**Tugas:**
A – Menurut bacaan tentang gamelan, dari kepribadian asli Jawa yang mana irama gamelan Jawa berasal?
B – Tuliskan kembali dari bacaan tentang gamelan bagian mulai "19 Oktober 2008" sampai "buatannya, Rabu (17/9)." tanpa mengubah satu kata pun.

19 Oktober 2008

Ketika Gamelan Tak Lagi Diminati

FEATURES
Semarang, 17 September 2008

Ketika Gamelan Tak Lagi Diminati
Oleh Anindityo Wicaksono

BERMAIN DEMUNG: Mbah Parjo (78), sedang memainkan alat musik
tradisonal Demung buatannya, Rabu (17/9).
(FOTO: Anindityo Wicaksono)

TRADISI kuno menyebutkan, irama gamelan Jawa berasal dari kepribadian asli Jawa yaitu keselarasan. Berbeda dengan ritme gamelan Bali yang rancak dan Sunda yang didominasi seruling, gamelan Jawa lebih lembut. Dengan memainkannya, kita diharapkan mampu mengatur keseimbangan emosi dan menata perilaku yang laras dan harmonis.

Kini, di tengah gempuran budaya modern, musik tradisi bernilai luhur ini kian terpinggirkan, terutama oleh kaum muda. Seiring menurunnya peminat, pengrajin gamelan pun nyaris selalu sepi orderan.

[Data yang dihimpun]
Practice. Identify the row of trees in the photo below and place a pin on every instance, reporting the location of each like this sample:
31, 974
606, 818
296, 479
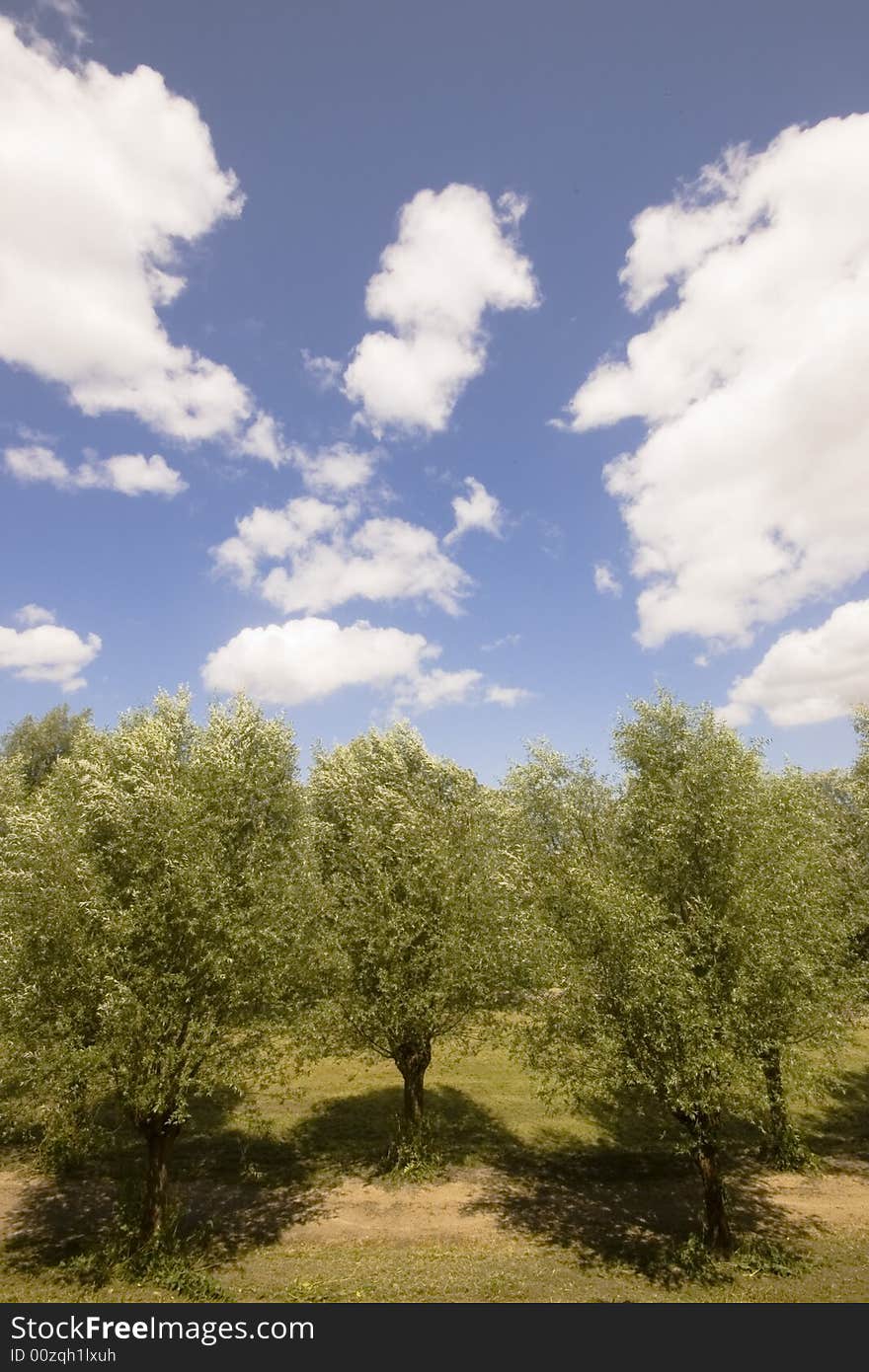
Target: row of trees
690, 938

**Daftar Jawaban:**
A – Keselarasan.

B –
19 Oktober 2008

Ketika Gamelan Tak Lagi Diminati

FEATURES
Semarang, 17 September 2008

Ketika Gamelan Tak Lagi Diminati
Oleh Anindityo Wicaksono

BERMAIN DEMUNG: Mbah Parjo (78), sedang memainkan alat musik
tradisonal Demung buatannya, Rabu (17/9).